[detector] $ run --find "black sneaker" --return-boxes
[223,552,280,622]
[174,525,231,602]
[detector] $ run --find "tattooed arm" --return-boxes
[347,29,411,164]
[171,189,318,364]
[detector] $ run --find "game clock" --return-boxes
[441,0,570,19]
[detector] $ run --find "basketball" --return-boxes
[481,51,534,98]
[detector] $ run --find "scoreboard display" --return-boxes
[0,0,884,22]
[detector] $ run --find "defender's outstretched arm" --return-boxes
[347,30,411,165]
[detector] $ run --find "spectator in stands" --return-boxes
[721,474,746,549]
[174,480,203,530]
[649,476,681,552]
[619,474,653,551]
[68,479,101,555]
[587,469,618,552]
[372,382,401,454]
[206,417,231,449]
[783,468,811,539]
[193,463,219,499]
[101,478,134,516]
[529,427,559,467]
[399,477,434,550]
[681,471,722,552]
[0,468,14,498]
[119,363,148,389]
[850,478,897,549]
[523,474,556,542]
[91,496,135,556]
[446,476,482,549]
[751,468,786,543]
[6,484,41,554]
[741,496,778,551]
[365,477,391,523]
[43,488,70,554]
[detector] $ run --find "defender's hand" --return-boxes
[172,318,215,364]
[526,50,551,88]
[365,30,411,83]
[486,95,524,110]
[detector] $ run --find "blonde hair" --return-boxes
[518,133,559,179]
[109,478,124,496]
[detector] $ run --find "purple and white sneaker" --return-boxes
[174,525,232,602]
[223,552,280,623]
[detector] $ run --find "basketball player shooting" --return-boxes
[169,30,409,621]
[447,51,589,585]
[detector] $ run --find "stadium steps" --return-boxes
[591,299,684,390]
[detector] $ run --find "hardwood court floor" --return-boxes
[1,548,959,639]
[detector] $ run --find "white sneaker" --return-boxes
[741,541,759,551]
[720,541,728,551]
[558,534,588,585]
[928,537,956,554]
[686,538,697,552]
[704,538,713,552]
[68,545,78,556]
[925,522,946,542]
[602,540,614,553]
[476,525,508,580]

### Exercise prompt:
All of the entries above, written out exactly, make up the reply.

### Answer below:
[detector] $ run --find "black sneaker" --return-boxes
[223,552,280,622]
[174,525,231,602]
[detector] $ run --find "tattooed arm" --return-boxes
[347,29,411,164]
[171,189,318,364]
[detector] $ run --find "game clock" --return-boxes
[441,0,570,19]
[detector] $ run --find "basketball" --return-boxes
[481,51,534,98]
[detector] $ run --find "scoreboard display" --return-boxes
[0,0,884,22]
[detector] $ run --find "defender's outstretched arm" --return-boxes
[347,30,411,165]
[detector] $ run --find "spectator in stands" --return-boxes
[721,474,746,549]
[174,480,203,530]
[649,476,681,552]
[619,474,653,551]
[68,479,101,555]
[587,469,618,552]
[372,382,401,454]
[206,417,231,449]
[783,468,811,539]
[193,463,219,499]
[101,478,134,516]
[529,427,559,467]
[399,477,434,550]
[681,471,722,552]
[0,468,14,498]
[119,363,148,389]
[850,478,897,549]
[523,474,556,542]
[91,496,135,556]
[446,476,482,549]
[751,468,786,543]
[6,484,41,554]
[741,496,778,551]
[365,477,391,523]
[43,488,70,554]
[detector] $ run --find "defender's hand" --return-boxes
[172,318,215,364]
[526,50,551,88]
[365,30,411,83]
[486,95,524,110]
[detector] $ run --find "blonde hair" --return-boxes
[518,133,559,179]
[109,478,124,496]
[detector] $ run --find "purple and white sneaker" --return-boxes
[174,525,232,602]
[223,552,280,623]
[detector] $ run --find "basketball player shooting" --return-boxes
[169,30,409,621]
[447,51,589,585]
[detector] $ run --find "stadium steps" --return-boxes
[591,299,684,390]
[detector] $ run --find "hardwood court floor" --return-boxes
[1,548,959,639]
[detector] $ run --find "white sneaker" --return-boxes
[741,541,759,551]
[720,541,728,551]
[558,534,588,585]
[928,537,956,554]
[686,538,697,552]
[704,538,713,552]
[68,545,78,556]
[925,522,946,542]
[602,540,614,553]
[476,525,508,580]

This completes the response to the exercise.